--- EXTRACTED TEXT ---

Touche: The Adventures of the Fifth Musketeer
This game slipped past us when it was first released and I don't remember it being available in any of our local software shops. It certainly didn't seem to get much publicity, which is a shame because it is an enjoyable adventure game in the style of the much loved Monkey Island.
As Geoffroi Le Brun, ensign in the King's musketeers and would-be hero, you travel to the French town of Rouen to join your new company. As you arrive the unfortunate Comte d'Itee, William de Peuple, is attacked by bandits and his precious Will is stolen. You offer your assistance and pledge to find the Will (Will of de Peuple -- Will of the people -- nice pun there) but, of course, getting it back is not so easy and you still have your musketeer's duties to perform.
Geoffroi is another earnest, naive, nice guy in the mould of Guybrush Threepwood so that even his encounter with a woman of ill-repute doesn't tarnish his reputation. He wants nothing more than to join his fellow musketeers in the fight against the 'English dogs' and, perhaps, find fame, fortune and romance along the way. He certainly finds assistance and some hindrance early on in the form of Henri, an unlikely companion, who signs on as his manservant.
Touche is a humorous, third person perspective, graphic adventure that appears deceptively simple yet it is quite tough in parts. You may make rapid progress for a while then suddenly find yourself wandering around and visiting previously searched locations desperately trying to find something to do. Some of the clues are very subtle indeed and you will need to talk to everyone and pay careful attention to their responses, as well as search each location thoroughly to make sure you haven't missed anything.

---

◆ WHAT YOU WILL DO:
1. Reproduce the Touche review word for word, from "Geoffroi is another" up to and including "as his manservant.".
2. Extend the Touche review beyond its last sentence.

--- EXTRACTED INFORMATION ---

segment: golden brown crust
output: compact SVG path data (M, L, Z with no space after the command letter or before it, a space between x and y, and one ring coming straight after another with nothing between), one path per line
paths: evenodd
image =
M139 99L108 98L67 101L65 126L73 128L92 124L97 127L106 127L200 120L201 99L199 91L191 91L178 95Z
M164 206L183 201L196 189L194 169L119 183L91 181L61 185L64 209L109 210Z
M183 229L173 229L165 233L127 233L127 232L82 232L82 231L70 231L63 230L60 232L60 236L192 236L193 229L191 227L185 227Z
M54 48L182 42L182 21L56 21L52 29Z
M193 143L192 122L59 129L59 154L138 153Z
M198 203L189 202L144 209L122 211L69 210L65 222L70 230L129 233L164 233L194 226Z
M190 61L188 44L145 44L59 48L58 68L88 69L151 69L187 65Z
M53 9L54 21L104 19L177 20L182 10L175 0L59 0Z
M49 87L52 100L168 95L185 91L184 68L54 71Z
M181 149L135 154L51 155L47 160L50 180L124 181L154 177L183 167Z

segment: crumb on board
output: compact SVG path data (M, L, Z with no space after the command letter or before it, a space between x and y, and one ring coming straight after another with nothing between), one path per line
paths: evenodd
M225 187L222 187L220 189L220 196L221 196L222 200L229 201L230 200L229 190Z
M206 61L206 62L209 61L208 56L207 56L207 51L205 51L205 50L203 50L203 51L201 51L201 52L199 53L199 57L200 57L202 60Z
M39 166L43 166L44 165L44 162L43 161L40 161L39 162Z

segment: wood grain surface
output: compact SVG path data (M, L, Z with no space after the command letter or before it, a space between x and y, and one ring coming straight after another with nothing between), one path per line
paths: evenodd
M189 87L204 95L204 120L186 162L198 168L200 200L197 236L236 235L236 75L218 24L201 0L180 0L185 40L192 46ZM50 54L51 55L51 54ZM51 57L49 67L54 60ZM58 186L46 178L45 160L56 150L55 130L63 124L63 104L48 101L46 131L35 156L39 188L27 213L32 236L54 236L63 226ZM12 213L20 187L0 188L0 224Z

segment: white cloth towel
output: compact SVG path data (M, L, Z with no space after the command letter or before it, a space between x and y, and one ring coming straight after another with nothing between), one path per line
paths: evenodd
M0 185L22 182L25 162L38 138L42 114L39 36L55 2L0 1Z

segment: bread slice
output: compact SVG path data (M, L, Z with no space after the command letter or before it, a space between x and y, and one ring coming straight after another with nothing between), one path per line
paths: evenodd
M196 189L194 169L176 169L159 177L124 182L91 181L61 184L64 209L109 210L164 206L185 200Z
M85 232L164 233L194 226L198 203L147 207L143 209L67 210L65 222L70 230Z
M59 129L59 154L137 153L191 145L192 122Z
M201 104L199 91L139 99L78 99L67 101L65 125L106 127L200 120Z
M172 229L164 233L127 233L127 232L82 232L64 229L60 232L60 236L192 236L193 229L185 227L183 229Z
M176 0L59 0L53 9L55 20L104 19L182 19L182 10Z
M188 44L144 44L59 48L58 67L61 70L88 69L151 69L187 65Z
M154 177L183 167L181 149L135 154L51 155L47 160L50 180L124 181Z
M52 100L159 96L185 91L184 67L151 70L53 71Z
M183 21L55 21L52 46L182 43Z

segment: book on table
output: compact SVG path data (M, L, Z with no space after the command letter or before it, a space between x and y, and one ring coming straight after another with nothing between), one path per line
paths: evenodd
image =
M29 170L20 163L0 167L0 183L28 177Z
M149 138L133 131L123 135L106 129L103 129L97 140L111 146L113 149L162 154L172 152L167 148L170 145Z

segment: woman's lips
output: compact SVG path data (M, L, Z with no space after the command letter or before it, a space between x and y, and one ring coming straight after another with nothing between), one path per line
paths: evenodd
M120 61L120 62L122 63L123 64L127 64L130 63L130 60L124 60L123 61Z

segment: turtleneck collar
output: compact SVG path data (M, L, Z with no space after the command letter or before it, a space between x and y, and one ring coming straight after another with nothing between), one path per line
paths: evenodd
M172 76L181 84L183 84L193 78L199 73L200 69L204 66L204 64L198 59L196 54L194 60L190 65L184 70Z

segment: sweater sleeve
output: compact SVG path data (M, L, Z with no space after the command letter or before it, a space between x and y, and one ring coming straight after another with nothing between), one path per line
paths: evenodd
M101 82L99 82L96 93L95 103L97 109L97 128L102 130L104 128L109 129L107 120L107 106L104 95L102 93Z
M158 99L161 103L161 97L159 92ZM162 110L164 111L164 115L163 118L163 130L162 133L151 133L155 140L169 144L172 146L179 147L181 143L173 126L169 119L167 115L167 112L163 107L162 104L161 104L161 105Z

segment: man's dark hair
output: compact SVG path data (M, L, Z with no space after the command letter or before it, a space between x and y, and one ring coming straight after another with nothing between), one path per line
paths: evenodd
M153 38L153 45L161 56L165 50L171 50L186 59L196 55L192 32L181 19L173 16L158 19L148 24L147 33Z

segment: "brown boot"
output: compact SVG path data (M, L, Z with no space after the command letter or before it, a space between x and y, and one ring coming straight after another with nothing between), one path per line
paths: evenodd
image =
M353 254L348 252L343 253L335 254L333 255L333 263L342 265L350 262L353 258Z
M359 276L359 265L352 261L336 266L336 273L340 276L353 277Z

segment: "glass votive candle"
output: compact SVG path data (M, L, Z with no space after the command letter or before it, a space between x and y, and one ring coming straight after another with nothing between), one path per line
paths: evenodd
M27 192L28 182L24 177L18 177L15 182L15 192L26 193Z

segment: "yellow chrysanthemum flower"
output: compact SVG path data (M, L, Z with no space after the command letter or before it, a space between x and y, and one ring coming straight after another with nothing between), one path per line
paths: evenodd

---

◆ REPLIES:
1.
Geoffroi is another earnest, naive, nice guy in the mould of Guybrush Threepwood so that even his encounter with a woman of ill-repute doesn't tarnish his reputation. He wants nothing more than to join his fellow musketeers in the fight against the 'English dogs' and, perhaps, find fame, fortune and romance along the way. He certainly finds assistance and some hindrance early on in the form of Henri, an unlikely companion, who signs on as his manservant.

2.
The puzzles are traditional adventuring fare where you must find the right item and use it at the right place, and some things can be combined in your inventory to make a new object. New locations appear on your travel map as you learn of them, though travelling between places is a little slow even with this useful device.
People and objects with which you can interact are highlighted in text on the screen when you move your cursor over them. Once highlighted you must click and hold down the right mouse button to access a verb menu which allows you to choose an action to perform such as examine, talk to, take, etc. The game occupies about three quarters of the screen with the inventory bar appearing beneath the action window. Though it is not immediately clear, your inventory does scroll to reveal all that you are carrying. To do this you must left click on either end of the musketeer's tabard that forms the background. You can also give items to Henri to carry for you and you can access his inventory as well, but beware, there are times when you will be on your own so you will need to ensure that Henri isn't holding that crucial item when you need it.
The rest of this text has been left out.